**Task goal:** Your task is to reproduce exactly the lines from the line with "# point at: green hill (one per instance)" through the end of the records below.

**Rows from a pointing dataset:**

######

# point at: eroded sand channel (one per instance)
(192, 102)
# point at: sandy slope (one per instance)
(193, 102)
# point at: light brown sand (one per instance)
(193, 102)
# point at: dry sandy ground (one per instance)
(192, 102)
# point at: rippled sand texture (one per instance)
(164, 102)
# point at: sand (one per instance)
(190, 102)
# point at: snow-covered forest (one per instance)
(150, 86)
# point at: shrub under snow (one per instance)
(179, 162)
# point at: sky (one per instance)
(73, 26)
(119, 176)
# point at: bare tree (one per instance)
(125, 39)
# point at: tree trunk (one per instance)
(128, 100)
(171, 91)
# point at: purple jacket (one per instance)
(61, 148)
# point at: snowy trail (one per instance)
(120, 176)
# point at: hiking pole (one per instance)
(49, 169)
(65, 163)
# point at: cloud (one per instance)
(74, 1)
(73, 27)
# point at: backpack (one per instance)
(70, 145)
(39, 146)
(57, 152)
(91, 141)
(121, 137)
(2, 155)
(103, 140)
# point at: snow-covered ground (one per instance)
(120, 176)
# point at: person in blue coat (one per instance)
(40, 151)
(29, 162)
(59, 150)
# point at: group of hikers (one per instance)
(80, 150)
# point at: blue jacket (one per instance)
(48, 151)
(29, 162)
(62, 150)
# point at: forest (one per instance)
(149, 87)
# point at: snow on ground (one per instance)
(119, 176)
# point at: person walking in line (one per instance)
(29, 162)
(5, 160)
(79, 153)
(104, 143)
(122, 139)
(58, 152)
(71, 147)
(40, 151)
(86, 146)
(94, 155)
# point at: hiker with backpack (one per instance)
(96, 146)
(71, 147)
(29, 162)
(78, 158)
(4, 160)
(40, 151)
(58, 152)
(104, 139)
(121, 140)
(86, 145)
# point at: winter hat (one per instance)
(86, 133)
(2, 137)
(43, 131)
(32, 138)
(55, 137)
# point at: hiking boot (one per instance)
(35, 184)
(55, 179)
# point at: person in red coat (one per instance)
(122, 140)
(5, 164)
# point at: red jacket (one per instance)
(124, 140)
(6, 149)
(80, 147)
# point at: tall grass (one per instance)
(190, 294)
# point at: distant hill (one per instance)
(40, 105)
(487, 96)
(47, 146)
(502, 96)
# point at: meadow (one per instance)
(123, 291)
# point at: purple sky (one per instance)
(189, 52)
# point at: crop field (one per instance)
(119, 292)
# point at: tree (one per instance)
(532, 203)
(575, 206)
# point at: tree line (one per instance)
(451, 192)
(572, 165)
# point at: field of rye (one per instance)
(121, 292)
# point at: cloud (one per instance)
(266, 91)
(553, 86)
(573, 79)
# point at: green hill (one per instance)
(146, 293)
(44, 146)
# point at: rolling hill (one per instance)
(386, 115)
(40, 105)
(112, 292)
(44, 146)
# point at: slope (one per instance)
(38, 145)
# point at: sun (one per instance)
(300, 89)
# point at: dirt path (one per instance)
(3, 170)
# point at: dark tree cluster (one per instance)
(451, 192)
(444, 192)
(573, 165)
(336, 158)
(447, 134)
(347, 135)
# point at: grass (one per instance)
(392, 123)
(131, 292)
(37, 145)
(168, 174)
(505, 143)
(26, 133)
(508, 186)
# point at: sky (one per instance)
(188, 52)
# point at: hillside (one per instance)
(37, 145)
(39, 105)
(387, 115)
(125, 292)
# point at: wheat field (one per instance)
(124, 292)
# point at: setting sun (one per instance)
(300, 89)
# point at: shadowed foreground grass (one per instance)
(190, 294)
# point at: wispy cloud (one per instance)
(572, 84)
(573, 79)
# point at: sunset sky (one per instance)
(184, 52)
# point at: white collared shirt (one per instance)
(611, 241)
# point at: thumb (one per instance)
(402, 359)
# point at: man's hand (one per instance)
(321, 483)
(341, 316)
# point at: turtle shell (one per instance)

######

**Task response:**
# point at: green hill (one per instance)
(146, 293)
(44, 146)
# point at: rolling hill (one per instance)
(386, 115)
(40, 105)
(112, 292)
(44, 146)
# point at: slope (one per instance)
(38, 145)
# point at: sun (one per instance)
(300, 89)
# point at: dirt path (one per instance)
(3, 170)
# point at: dark tree cluster (one per instance)
(451, 192)
(444, 192)
(573, 165)
(336, 158)
(447, 134)
(347, 135)
# point at: grass (one per instance)
(392, 123)
(131, 292)
(37, 145)
(168, 174)
(505, 143)
(26, 133)
(508, 186)
# point at: sky (one per instance)
(188, 52)
# point at: hillside (one per instance)
(37, 145)
(39, 105)
(387, 115)
(125, 292)
# point at: wheat field (one per instance)
(124, 292)
# point at: setting sun (one per instance)
(300, 89)
# point at: shadowed foreground grass (one per instance)
(190, 294)
# point at: wispy cloud (one per instance)
(572, 84)
(573, 79)
# point at: sunset sky (one per instance)
(184, 52)
# point at: white collared shirt (one per instance)
(611, 241)
# point at: thumb (one per instance)
(402, 359)
# point at: man's hand (one per instance)
(321, 483)
(341, 316)
# point at: turtle shell (one per instance)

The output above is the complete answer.